Provided information START
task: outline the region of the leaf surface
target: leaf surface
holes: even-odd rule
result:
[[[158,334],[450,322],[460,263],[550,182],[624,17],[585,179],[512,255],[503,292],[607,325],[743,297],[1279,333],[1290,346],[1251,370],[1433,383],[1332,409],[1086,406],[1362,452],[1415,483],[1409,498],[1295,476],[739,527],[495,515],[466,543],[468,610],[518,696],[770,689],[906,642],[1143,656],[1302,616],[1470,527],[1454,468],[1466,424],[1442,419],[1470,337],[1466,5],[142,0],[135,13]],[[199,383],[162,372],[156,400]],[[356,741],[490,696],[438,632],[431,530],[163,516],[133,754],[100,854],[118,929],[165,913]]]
Provided information END
Provided information START
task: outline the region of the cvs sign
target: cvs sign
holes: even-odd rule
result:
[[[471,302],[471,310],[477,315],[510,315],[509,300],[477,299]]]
Provided information END
▸ **About this task**
Throughout the records above, find the lines in which the word "outline" appears and return them.

▸ **Response**
task: outline the region of the leaf surface
task: outline the region of the cvs sign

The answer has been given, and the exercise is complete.